Document section:
Read sequences were mapped by the Burrows-Wheeler Aligner (BWA-MEM: version 0.7.15)9 to the human reference genome (GRCh37) with default parameters, as BWA-MEM supports long read and split-read alignment. The mapped reads were sorted using SAMtools (version 0.1.8)24,25, and duplicate PCR reads were subsequently identified and marked using the Picard tool (version 1.119) (http://broadinstitute.github.io/picard/).

Intermediate-size indel prediction

Consensus fragment detection using multiple alignment

Based on the genome mapping data (SAM or BAM output), we classified read sequences into three types: high quality soft-clipped reads, unmapped reads and mapped reads. The high quality soft-clipped reads were based on an overall mapping quality >20 and a soft-clipped fragment average base quality >20 with a length >5. The high quality soft-clipped fragments were further classified according to sharing a breakpoint within 3 bp. We used unmapped reads with mapped mates for construction of consensus fragments from the soft-clipped fragments using a multiple sequence alignment program (MAFFT26, Fig. 1a). These breakpoints of the unmapped reads were estimated using the mapped mate pairs and insert sizes for paired-end sequencing. These unmapped reads contribute to the detection of intermediate-size insertion. This command used for the MAFFT allowing large gaps was “mafft–nuc–ep 0.0–op 1–genafpair–maxiterate 1000 input_file”.

Consensus sequence detection using global-local pairwise alignment

Using a pairwise sequence alignment, we constructed a consensus sequence from mate pair consensus fragments (Fig. 1b). An optional global-local search of FASTA programs27,28, ‘glsearch’, was applied to the pairwise alignment, and the scoring matrix used was set that mismatched alignments have a large penalties (20). Consensus sequences were identified with a following command; “glsearch36 -s mydna.mat -g0 -f20 consensus_fragment1 consensus_fragment2”.

Indel detection from the difference between a consensus sequence and a reference sequence

The reference sequence was defined as the 5,000 bp upstream/downstream region from the breakpoint on the strand of the forward consensus fragment (Fig. 1c). The reference sequence was compared to consensus sequence, and intermediate-size indels (50 bp to 10,000 bp) were detected with a following command; “mafft–nuc–ep 0.0–op 1–genafpair–maxiterate 1000 input_file” (Fig. 1c).

Provided information:

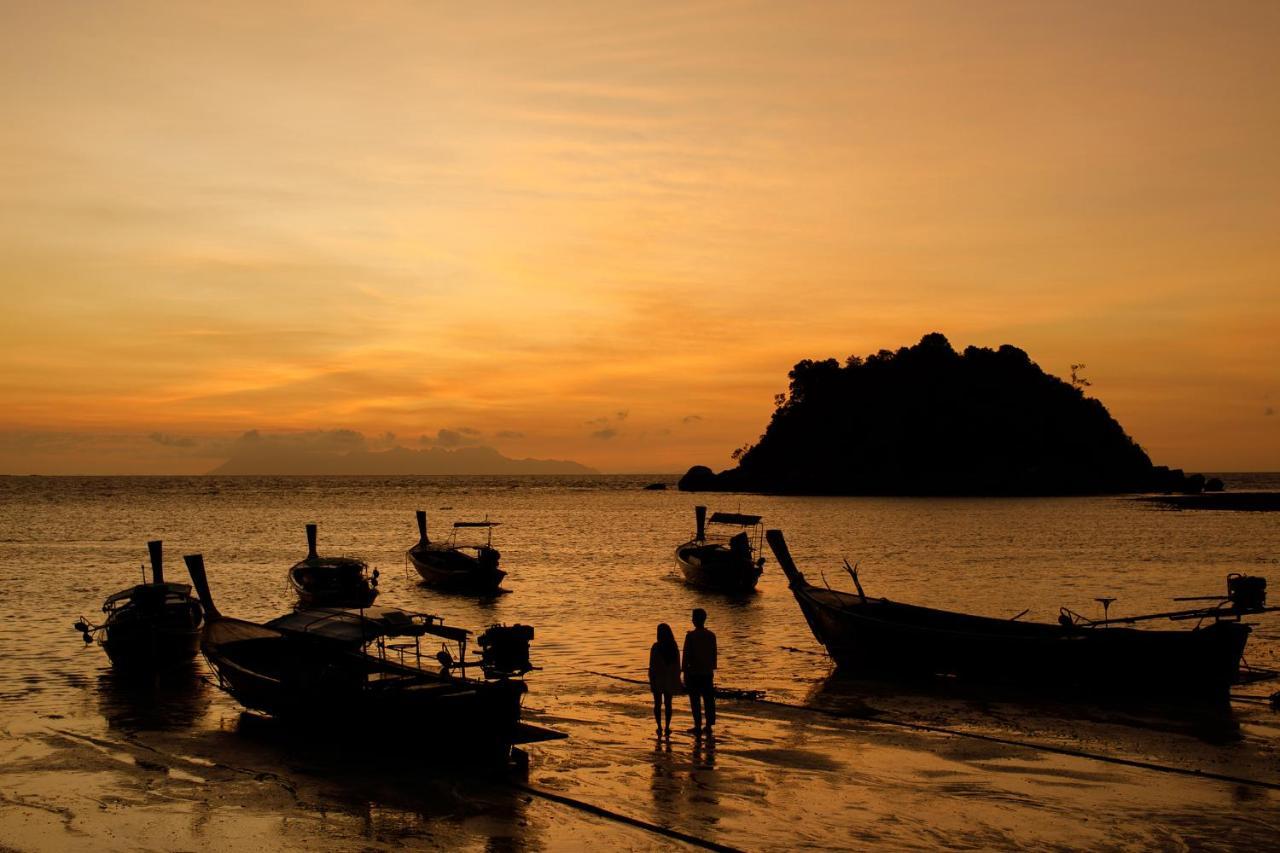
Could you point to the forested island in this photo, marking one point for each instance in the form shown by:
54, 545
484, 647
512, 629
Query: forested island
929, 420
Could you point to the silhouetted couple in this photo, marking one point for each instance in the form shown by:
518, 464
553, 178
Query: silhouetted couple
698, 665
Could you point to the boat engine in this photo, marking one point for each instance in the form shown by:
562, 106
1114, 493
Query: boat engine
504, 651
1247, 592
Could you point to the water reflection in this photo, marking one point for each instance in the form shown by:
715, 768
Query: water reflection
173, 699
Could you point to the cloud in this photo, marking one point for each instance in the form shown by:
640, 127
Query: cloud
315, 441
173, 441
458, 437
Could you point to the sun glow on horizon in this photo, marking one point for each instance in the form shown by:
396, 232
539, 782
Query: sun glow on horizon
606, 232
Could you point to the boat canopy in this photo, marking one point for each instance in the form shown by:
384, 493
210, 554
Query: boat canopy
333, 564
736, 518
364, 625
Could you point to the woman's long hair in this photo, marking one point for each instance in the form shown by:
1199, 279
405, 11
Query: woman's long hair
667, 643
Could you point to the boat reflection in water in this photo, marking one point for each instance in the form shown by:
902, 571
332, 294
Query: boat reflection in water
1080, 656
337, 670
172, 701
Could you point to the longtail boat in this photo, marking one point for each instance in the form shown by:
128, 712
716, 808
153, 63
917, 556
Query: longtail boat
332, 582
1075, 656
150, 626
330, 669
722, 561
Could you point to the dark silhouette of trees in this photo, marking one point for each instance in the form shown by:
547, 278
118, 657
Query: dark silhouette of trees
928, 420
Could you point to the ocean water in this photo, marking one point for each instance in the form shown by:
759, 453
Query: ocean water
590, 561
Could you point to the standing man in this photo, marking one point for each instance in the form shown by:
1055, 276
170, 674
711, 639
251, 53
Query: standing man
699, 667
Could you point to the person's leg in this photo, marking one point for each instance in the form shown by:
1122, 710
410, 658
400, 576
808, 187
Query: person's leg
695, 699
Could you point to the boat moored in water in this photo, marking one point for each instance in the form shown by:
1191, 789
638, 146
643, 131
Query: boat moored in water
728, 562
1077, 656
332, 582
333, 667
150, 626
457, 566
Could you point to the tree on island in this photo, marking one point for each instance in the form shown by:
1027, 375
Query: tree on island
928, 420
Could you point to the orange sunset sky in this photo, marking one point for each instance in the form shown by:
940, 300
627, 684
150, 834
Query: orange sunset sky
606, 231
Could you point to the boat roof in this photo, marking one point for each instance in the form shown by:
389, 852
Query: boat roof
735, 518
347, 625
330, 562
170, 589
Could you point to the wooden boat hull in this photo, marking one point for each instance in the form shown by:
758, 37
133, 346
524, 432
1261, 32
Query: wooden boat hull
455, 570
309, 685
903, 641
350, 594
887, 639
712, 566
332, 582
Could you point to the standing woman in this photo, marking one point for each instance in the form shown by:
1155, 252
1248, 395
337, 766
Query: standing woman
663, 674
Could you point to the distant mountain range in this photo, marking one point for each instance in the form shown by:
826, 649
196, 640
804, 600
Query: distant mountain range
274, 459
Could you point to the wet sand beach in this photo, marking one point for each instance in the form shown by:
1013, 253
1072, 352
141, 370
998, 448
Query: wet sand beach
826, 762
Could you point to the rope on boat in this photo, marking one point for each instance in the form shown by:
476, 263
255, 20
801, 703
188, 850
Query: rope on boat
624, 819
1006, 742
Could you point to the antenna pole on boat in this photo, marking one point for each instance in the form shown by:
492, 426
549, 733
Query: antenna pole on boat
156, 551
196, 569
784, 556
853, 573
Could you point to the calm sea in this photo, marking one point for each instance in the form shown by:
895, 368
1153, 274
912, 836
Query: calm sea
590, 566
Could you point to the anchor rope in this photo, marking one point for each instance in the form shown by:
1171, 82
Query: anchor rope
592, 808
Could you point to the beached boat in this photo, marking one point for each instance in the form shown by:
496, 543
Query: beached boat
723, 561
457, 566
333, 669
332, 582
1077, 656
150, 626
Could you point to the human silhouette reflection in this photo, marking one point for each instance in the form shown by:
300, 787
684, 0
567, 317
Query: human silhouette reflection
663, 675
699, 667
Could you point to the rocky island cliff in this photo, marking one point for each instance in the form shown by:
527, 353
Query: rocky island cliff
931, 420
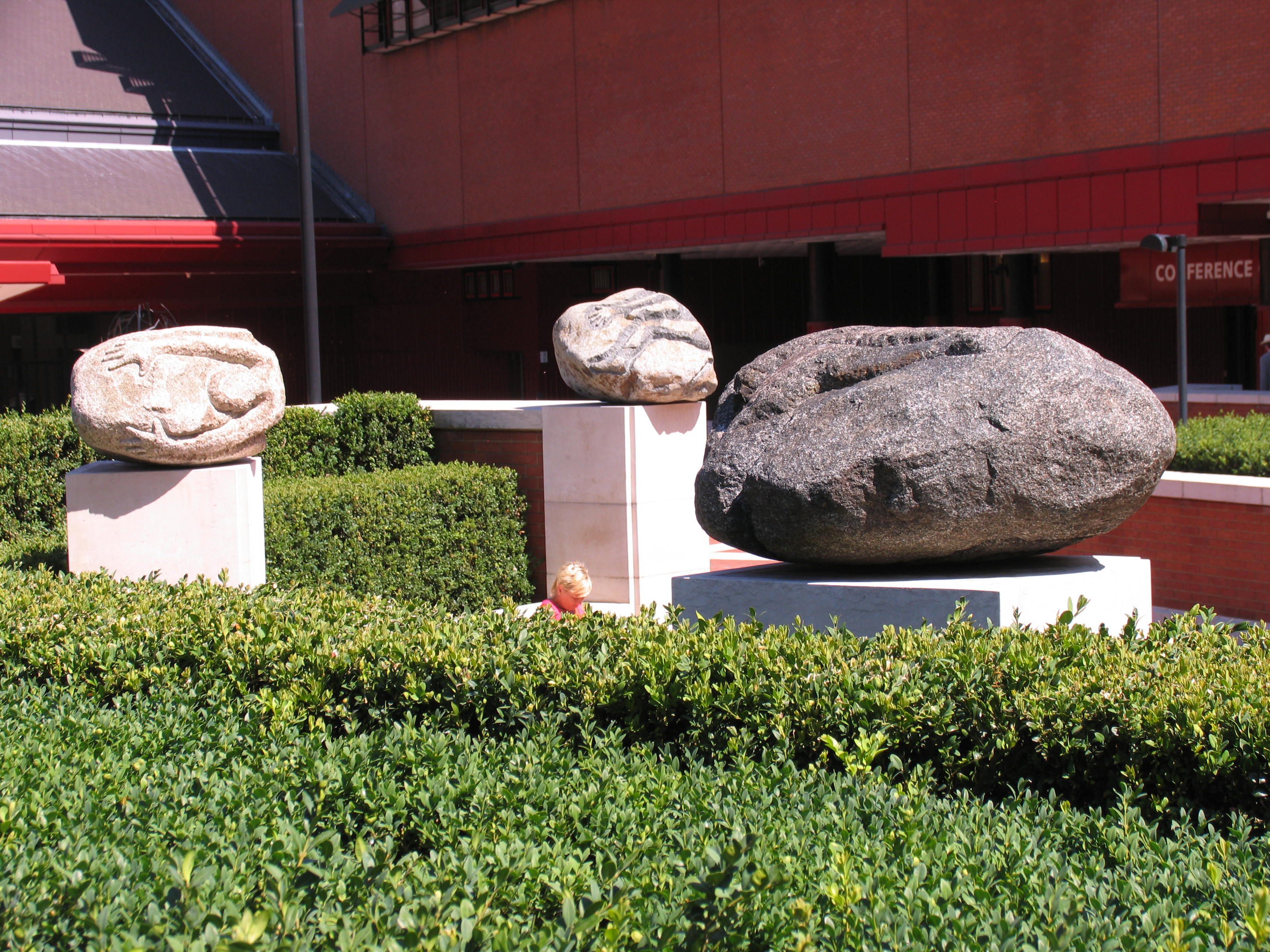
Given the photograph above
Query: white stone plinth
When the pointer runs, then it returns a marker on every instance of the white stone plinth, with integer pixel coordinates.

Activity:
Answer these questions about the methods text.
1. Which human reference genome were the read sequences mapped to?
2. What length did a soft-clipped fragment have to exceed to count as high quality?
3. What size range is given for intermediate-size indels?
Nothing in the rows is needed.

Solution for this exercise:
1. GRCh37
2. 5
3. 50 bp to 10,000 bp